• **Extracted records**
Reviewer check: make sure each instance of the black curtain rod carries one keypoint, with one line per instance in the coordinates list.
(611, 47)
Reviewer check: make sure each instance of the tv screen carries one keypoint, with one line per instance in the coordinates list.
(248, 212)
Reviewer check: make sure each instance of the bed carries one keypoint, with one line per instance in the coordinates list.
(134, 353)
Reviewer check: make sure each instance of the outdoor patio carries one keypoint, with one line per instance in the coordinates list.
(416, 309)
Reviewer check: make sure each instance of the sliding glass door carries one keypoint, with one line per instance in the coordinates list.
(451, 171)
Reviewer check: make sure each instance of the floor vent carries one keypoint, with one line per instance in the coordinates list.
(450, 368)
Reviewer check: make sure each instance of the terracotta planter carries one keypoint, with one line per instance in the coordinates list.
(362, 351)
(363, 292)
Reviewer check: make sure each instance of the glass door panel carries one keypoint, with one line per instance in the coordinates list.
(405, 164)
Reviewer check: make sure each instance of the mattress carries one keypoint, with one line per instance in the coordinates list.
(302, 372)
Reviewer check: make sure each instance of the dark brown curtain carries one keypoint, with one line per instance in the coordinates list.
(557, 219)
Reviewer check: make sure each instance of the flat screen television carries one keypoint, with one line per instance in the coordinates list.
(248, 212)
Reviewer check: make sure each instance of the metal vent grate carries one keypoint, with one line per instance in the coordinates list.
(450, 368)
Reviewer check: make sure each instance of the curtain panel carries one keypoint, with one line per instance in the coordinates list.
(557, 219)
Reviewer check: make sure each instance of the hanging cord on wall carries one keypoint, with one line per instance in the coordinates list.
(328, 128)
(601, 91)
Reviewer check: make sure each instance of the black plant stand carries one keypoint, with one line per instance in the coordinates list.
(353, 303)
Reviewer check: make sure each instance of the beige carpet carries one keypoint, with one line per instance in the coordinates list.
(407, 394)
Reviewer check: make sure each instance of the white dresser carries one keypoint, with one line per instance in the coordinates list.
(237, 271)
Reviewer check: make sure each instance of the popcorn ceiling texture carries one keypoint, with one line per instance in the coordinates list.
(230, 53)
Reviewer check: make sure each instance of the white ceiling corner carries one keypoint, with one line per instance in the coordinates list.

• **Task requirements**
The records above need to be retyped in full, exactly as they stand.

• **Answer section**
Reviewer check: make sure each instance of the black curtain rod carries one keypoint, with one line per instance in the coordinates list.
(611, 47)
Reviewer check: make sure each instance of the tv screen carries one keypoint, with one line per instance in the coordinates list.
(248, 212)
Reviewer check: make sure each instance of the bed carries one keypoint, with one line per instance in the coordinates list.
(134, 353)
Reviewer check: make sure each instance of the outdoor patio carries one keypoint, with one line per instance in the coordinates list.
(416, 309)
Reviewer check: make sure each instance of the sliding glass door carries one keypoint, with one line per instance in the coordinates list.
(451, 171)
Reviewer check: make sure each instance of the floor vent carries one keypoint, with one line per instance in the coordinates list.
(450, 368)
Reviewer check: make sure each instance of the terracotta planter carries one keypoint, with one line per instance in the coordinates list.
(362, 351)
(363, 292)
Reviewer check: make sure each instance of the glass door panel carries one keypoint, with one line per instance in the coordinates list.
(405, 164)
Reviewer check: make sure each instance of the mattress carries one keypoint, with one line per instance in the coordinates list.
(302, 372)
Reviewer check: make sure each instance of the dark brown curtain carries one keypoint, with one line per instance in the coordinates list.
(557, 219)
Reviewer check: make sure each instance of the flat screen television carries one keypoint, with one line per instance in the coordinates list.
(248, 212)
Reviewer check: make sure each instance of the metal vent grate carries one keypoint, with one line per instance in the coordinates list.
(450, 368)
Reviewer check: make sure each instance of the curtain panel carries one keypoint, with one line per instance in the coordinates list.
(557, 219)
Reviewer check: make sure each instance of the hanging cord on wall carries one keypoint, with one line per instance in the coordinates list.
(328, 128)
(601, 91)
Reviewer check: make sure each instance of the black plant stand carries one keypoint, with one line per instance in the coordinates list.
(353, 303)
Reviewer check: make sure each instance of the beige carpet carries one keypoint, with one line per instance in the coordinates list.
(407, 394)
Reviewer check: make sure each instance of the white dresser carries one keypoint, with one line per instance in the coordinates list.
(237, 271)
Reviewer check: make sure each instance of the popcorn ceiling texture carries one keypoint, with one line per instance in the coordinates list.
(230, 53)
Reviewer check: make sure each instance of the white ceiling corner carries one keypoint, with one line per instance in the coordinates list.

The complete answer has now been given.